**Source data:**
=======

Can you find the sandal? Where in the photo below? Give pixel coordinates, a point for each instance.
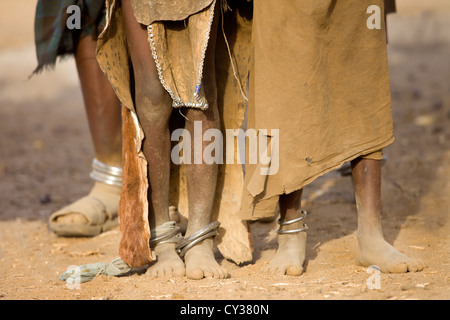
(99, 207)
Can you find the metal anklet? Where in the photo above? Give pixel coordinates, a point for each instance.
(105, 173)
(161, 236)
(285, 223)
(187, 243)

=======

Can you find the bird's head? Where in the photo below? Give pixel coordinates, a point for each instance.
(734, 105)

=======

**Stated task:** Pick out each row above that contains the string "find", where uppercase and lowercase letters must match.

**Result of the task:**
Can you find the sandal? Where in the photo below? Give pixel coordinates, a point for each instance.
Can you find the metal anklet? Where in the photo above? Give pixel coordinates, a point for each instance.
Can you find the bird's head? Where in the photo below? Give pixel coordinates, a point for each instance.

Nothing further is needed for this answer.